:: Exercise aim ::
Print the records below exactly, starting at the first line and stopping after the line that contains "box: [175, 52, 369, 223]". Leave out any pictures.

:: Information given ::
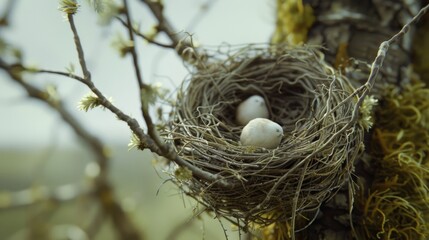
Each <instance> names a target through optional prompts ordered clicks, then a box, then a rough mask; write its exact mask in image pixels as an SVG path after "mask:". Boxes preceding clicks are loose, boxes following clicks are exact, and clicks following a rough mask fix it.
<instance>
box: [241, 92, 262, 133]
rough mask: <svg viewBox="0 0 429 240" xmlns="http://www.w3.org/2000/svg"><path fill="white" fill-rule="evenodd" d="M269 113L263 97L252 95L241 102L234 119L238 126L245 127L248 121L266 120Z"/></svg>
mask: <svg viewBox="0 0 429 240" xmlns="http://www.w3.org/2000/svg"><path fill="white" fill-rule="evenodd" d="M268 117H269V112H268V108H267V104H265V100H264V98H263V97H261V96H259V95H253V96H251V97H249V98H247V99H246V100H244V101H243V102H241V103H240V104H239V105H238V107H237V111H236V114H235V119H236V121H237V123H238V124H239V125H242V126H244V125H246V124H247V123H248V122H249V121H250V120H252V119H255V118H268Z"/></svg>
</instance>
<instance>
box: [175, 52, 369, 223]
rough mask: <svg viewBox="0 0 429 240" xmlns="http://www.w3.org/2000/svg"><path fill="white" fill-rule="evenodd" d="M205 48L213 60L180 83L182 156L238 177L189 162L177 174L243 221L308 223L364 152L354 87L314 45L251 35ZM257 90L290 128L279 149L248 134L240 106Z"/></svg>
mask: <svg viewBox="0 0 429 240" xmlns="http://www.w3.org/2000/svg"><path fill="white" fill-rule="evenodd" d="M206 55H210V59H212V61H205V62H199V63H198V66H199V68H198V70H195V72H192V73H191V77H190V79H189V80H188V81H186V82H185V83H184V84H183V86H182V88H181V89H179V92H178V98H177V104H176V106H175V109H174V112H173V115H172V119H171V122H170V128H169V132H168V133H167V134H168V136H169V139H171V141H172V143H173V144H174V146H175V150H176V151H177V153H178V154H179V156H180V157H181V158H183V159H184V160H186V161H188V162H189V163H190V164H192V165H194V166H196V167H197V168H199V169H201V170H203V171H205V172H208V173H211V174H214V175H217V176H221V177H222V178H223V179H224V180H225V181H226V182H228V183H229V187H225V186H223V185H220V184H216V183H209V182H207V181H205V180H204V179H201V178H198V177H196V176H191V175H189V174H188V175H187V174H183V173H184V172H186V171H185V170H184V169H178V170H177V171H176V178H175V181H176V183H177V184H179V185H180V186H181V187H182V189H183V190H184V191H185V192H186V193H188V194H189V195H191V196H193V197H194V198H196V199H197V200H199V201H200V202H201V203H203V204H204V205H206V206H207V207H208V208H209V209H210V210H213V211H215V212H216V213H217V214H219V215H221V216H226V217H230V218H231V219H238V220H237V221H243V222H242V223H244V225H247V224H248V223H250V222H252V223H256V224H260V225H264V226H265V225H269V224H271V223H273V222H276V221H290V223H291V226H292V229H297V230H298V229H299V228H303V227H304V226H305V225H306V224H308V223H310V222H311V221H312V220H313V219H314V217H315V216H316V214H317V212H318V209H319V206H320V205H321V204H322V202H323V201H325V200H327V199H329V198H330V197H331V196H332V195H333V194H334V193H335V192H336V191H337V190H338V189H339V188H340V187H341V186H343V184H345V183H346V182H347V181H349V180H350V175H351V172H352V171H353V169H352V168H353V162H354V160H355V159H356V158H357V157H358V156H359V155H360V153H361V152H362V149H363V147H362V138H363V128H362V127H361V126H360V125H359V124H354V123H353V124H350V122H351V121H352V115H353V111H354V108H355V105H356V101H357V97H350V96H351V94H352V93H353V92H354V89H353V88H352V87H351V86H350V84H349V83H348V80H347V79H345V78H344V77H342V76H340V75H339V74H338V73H336V72H335V71H334V70H333V69H332V68H331V67H329V66H328V65H327V64H326V63H325V62H324V60H323V55H322V53H320V52H319V51H318V50H317V49H315V48H312V47H309V46H304V47H294V48H292V47H287V46H284V45H282V46H255V45H252V46H247V47H244V48H238V49H225V51H224V52H221V51H218V52H206ZM213 59H217V60H213ZM254 94H258V95H261V96H263V97H264V98H265V100H266V102H267V105H268V108H269V109H270V118H271V120H273V121H275V122H277V123H279V124H280V125H281V126H282V127H283V129H284V132H285V137H284V138H283V139H282V141H281V144H280V146H279V147H278V148H276V149H272V150H269V149H263V148H254V147H248V146H241V145H240V143H239V139H240V133H241V130H242V126H238V125H237V124H236V122H235V119H234V116H235V109H236V107H237V105H238V104H239V103H240V102H241V101H243V100H244V99H246V98H247V97H248V96H250V95H254ZM179 176H181V177H179ZM184 176H185V177H184ZM186 176H187V177H186Z"/></svg>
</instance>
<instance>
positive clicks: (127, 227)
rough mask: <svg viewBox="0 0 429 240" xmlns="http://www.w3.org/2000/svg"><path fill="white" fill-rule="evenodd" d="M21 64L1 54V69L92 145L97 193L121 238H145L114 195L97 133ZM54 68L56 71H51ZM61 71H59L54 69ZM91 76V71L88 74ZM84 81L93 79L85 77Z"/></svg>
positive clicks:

:: Solved exercise ::
Each <instance> names a target through optional prompts ordered clicks, then a box, then a rough mask; write its exact mask in image pixels as an SVG path after "mask:". Boxes preceding clicks are loose, boxes following clicks are exact, and clicks following a rough mask fix it.
<instance>
box: [241, 92, 262, 133]
rough mask: <svg viewBox="0 0 429 240" xmlns="http://www.w3.org/2000/svg"><path fill="white" fill-rule="evenodd" d="M269 113L263 97L252 95L241 102L234 119L238 126L245 127L248 121L266 120Z"/></svg>
mask: <svg viewBox="0 0 429 240" xmlns="http://www.w3.org/2000/svg"><path fill="white" fill-rule="evenodd" d="M268 117H269V112H268V108H267V104H265V100H264V98H263V97H261V96H259V95H253V96H251V97H249V98H247V99H246V100H244V101H243V102H241V103H240V104H239V105H238V107H237V111H236V114H235V119H236V121H237V123H238V124H239V125H242V126H244V125H246V124H247V123H248V122H249V121H250V120H252V119H255V118H268Z"/></svg>
</instance>
<instance>
box: [175, 52, 369, 223]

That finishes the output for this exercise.